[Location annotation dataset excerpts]
-=-=-
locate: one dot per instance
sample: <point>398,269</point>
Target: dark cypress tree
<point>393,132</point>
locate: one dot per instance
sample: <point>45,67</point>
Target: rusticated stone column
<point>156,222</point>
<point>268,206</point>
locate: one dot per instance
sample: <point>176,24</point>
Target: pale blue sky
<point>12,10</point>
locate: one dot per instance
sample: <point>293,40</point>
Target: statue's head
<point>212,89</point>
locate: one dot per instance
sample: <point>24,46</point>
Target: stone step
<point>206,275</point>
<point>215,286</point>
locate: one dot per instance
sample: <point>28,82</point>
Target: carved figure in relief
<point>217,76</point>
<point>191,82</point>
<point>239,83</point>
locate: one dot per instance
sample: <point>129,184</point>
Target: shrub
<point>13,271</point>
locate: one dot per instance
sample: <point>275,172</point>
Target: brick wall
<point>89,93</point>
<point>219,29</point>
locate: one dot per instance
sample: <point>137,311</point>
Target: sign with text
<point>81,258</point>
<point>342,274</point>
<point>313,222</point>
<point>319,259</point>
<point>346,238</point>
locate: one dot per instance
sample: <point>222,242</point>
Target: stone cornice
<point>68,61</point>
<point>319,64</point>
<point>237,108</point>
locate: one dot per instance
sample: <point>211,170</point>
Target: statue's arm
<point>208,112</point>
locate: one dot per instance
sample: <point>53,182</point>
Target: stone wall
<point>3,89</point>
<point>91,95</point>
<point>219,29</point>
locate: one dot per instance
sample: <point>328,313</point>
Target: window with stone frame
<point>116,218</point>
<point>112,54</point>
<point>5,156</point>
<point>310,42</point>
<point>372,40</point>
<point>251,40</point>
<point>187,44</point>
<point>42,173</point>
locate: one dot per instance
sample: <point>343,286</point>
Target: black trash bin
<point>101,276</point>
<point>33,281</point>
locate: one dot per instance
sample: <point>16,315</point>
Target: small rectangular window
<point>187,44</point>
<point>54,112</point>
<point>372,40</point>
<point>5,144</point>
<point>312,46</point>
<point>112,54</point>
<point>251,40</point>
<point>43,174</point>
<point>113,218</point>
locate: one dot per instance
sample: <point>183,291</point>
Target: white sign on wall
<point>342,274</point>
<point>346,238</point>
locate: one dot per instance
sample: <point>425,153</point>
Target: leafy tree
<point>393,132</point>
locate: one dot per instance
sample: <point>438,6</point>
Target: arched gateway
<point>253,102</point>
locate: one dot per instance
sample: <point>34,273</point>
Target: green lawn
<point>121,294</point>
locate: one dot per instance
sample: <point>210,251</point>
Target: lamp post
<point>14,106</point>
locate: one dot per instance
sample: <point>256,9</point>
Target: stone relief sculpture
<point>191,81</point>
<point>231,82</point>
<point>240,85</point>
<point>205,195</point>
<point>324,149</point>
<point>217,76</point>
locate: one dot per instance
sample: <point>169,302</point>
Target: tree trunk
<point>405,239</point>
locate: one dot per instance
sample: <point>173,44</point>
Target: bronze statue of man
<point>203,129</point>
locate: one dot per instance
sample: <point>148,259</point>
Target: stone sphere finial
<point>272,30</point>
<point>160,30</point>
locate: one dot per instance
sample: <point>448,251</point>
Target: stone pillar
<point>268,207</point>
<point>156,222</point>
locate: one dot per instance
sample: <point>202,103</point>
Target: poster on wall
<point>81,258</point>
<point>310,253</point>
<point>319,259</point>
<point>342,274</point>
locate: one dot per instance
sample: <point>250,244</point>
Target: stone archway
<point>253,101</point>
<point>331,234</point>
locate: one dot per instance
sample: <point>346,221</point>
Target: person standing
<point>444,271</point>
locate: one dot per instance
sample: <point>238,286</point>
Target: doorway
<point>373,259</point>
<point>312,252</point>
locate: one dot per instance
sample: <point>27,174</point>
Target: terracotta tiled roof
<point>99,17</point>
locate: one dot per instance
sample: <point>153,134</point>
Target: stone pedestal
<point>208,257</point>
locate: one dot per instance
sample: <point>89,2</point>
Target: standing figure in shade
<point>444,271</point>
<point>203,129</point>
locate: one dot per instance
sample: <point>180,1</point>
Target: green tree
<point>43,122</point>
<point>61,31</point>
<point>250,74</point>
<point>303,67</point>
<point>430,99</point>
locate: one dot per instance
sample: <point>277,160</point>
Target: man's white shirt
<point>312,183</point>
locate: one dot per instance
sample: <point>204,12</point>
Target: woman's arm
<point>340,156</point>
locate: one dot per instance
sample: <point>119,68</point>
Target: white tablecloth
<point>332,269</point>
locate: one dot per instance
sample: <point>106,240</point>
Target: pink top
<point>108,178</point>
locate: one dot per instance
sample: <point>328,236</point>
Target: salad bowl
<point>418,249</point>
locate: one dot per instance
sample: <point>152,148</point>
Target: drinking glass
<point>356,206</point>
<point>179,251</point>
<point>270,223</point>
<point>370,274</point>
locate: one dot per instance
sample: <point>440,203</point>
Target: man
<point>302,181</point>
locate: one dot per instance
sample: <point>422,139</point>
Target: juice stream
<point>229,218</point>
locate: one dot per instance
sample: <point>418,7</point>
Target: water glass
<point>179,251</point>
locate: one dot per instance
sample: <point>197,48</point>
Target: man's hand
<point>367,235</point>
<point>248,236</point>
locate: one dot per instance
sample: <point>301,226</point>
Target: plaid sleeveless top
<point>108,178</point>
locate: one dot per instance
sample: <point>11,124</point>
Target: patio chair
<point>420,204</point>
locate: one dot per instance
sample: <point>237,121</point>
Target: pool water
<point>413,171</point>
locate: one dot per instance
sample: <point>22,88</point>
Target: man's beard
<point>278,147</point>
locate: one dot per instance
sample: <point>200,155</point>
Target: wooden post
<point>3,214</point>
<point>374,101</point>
-=-=-
> **REQUIRED TASK**
Quote every line of the data, word for word.

> **WRITTEN RESPONSE**
locate: one dot per instance
sample: <point>398,269</point>
Target: dark cypress tree
<point>393,132</point>
locate: one dot per instance
sample: <point>45,67</point>
Target: rusticated stone column
<point>156,222</point>
<point>268,206</point>
locate: one dot per instance
sample: <point>176,24</point>
Target: pale blue sky
<point>12,10</point>
locate: one dot per instance
sample: <point>293,40</point>
Target: statue's head
<point>212,89</point>
locate: one dot per instance
sample: <point>24,46</point>
Target: stone step
<point>206,275</point>
<point>215,286</point>
locate: one dot per instance
sample: <point>28,82</point>
Target: carved figure in relief
<point>217,76</point>
<point>191,82</point>
<point>239,83</point>
locate: one dot per instance
sample: <point>129,184</point>
Target: shrub
<point>13,271</point>
locate: one dot per instance
sample: <point>275,172</point>
Target: brick wall
<point>89,93</point>
<point>219,29</point>
locate: one dot per instance
sample: <point>137,311</point>
Target: sign with text
<point>81,258</point>
<point>342,274</point>
<point>313,222</point>
<point>319,259</point>
<point>346,238</point>
locate: one dot per instance
sample: <point>222,242</point>
Target: stone cornice
<point>68,61</point>
<point>319,64</point>
<point>237,108</point>
locate: one dot per instance
sample: <point>211,170</point>
Target: statue's arm
<point>208,112</point>
locate: one dot per instance
sample: <point>53,182</point>
Target: stone wall
<point>3,89</point>
<point>91,95</point>
<point>219,29</point>
locate: one dot per instance
sample: <point>328,313</point>
Target: window with stone frame
<point>116,218</point>
<point>112,54</point>
<point>5,156</point>
<point>310,42</point>
<point>372,40</point>
<point>251,40</point>
<point>187,44</point>
<point>42,173</point>
locate: one dot per instance
sample: <point>343,286</point>
Target: black trash bin
<point>101,276</point>
<point>33,281</point>
locate: one dot per instance
sample: <point>16,315</point>
Target: small rectangular window
<point>187,44</point>
<point>54,112</point>
<point>372,40</point>
<point>5,144</point>
<point>312,46</point>
<point>112,54</point>
<point>251,40</point>
<point>43,174</point>
<point>113,218</point>
locate: one dot per instance
sample: <point>183,291</point>
Target: white sign on wall
<point>342,274</point>
<point>346,238</point>
locate: one dot per instance
sample: <point>425,153</point>
Target: leafy tree
<point>393,132</point>
locate: one dot per instance
sample: <point>438,6</point>
Target: arched gateway
<point>253,102</point>
locate: one dot per instance
sample: <point>34,273</point>
Target: green lawn
<point>121,294</point>
locate: one dot per instance
sample: <point>210,251</point>
Target: lamp post
<point>14,106</point>
locate: one dot per instance
sample: <point>256,9</point>
Target: stone relief sculpture
<point>191,81</point>
<point>231,82</point>
<point>240,85</point>
<point>205,195</point>
<point>324,149</point>
<point>217,76</point>
locate: one dot per instance
sample: <point>169,302</point>
Target: tree trunk
<point>405,239</point>
locate: one dot per instance
sample: <point>173,44</point>
Target: bronze statue of man
<point>203,129</point>
locate: one dot per instance
sample: <point>148,259</point>
Target: stone sphere finial
<point>272,30</point>
<point>160,30</point>
locate: one dot per instance
sample: <point>448,251</point>
Target: stone pillar
<point>268,207</point>
<point>156,222</point>
locate: one dot per instance
sample: <point>202,103</point>
Target: poster on wall
<point>81,258</point>
<point>310,253</point>
<point>319,259</point>
<point>342,274</point>
locate: one dot per instance
sample: <point>250,244</point>
Target: stone archway
<point>253,101</point>
<point>331,234</point>
locate: one dot per instance
sample: <point>346,221</point>
Target: person standing
<point>444,271</point>
locate: one dot per instance
sample: <point>238,286</point>
Target: doorway
<point>373,259</point>
<point>312,252</point>
locate: one dot per instance
sample: <point>27,174</point>
Target: terracotta tiled roof
<point>99,17</point>
locate: one dot per instance
sample: <point>153,134</point>
Target: stone pedestal
<point>208,257</point>
locate: one dot per instance
sample: <point>89,2</point>
Target: standing figure in shade
<point>444,271</point>
<point>203,129</point>
locate: one dot per instance
sample: <point>180,1</point>
Target: green tree
<point>43,122</point>
<point>61,31</point>
<point>250,74</point>
<point>303,67</point>
<point>430,99</point>
locate: one dot per instance
sample: <point>277,160</point>
Target: man's white shirt
<point>312,183</point>
locate: one dot per instance
sample: <point>204,12</point>
Target: woman's arm
<point>340,156</point>
locate: one dot per instance
sample: <point>119,68</point>
Target: white tablecloth
<point>332,269</point>
locate: one dot per instance
sample: <point>106,240</point>
Target: pink top
<point>108,178</point>
locate: one dot per instance
sample: <point>328,236</point>
Target: salad bowl
<point>418,249</point>
locate: one dot per instance
sample: <point>152,148</point>
Target: drinking glass
<point>356,206</point>
<point>179,251</point>
<point>270,223</point>
<point>370,274</point>
locate: one dot per instance
sample: <point>440,203</point>
Target: man
<point>302,181</point>
locate: one dot per instance
sample: <point>422,139</point>
Target: juice stream
<point>229,218</point>
locate: one dot per instance
sample: <point>418,7</point>
Target: water glass
<point>179,251</point>
locate: one dot per instance
sample: <point>197,48</point>
Target: man's hand
<point>367,235</point>
<point>248,236</point>
locate: one dot per instance
sample: <point>301,226</point>
Target: plaid sleeveless top
<point>108,178</point>
locate: one dot per instance
sample: <point>11,124</point>
Target: patio chair
<point>420,204</point>
locate: one dot per instance
sample: <point>237,121</point>
Target: pool water
<point>413,171</point>
locate: one dot per instance
sample: <point>22,88</point>
Target: man's beard
<point>278,147</point>
locate: one dot per instance
sample: <point>200,155</point>
Target: wooden post
<point>3,214</point>
<point>374,101</point>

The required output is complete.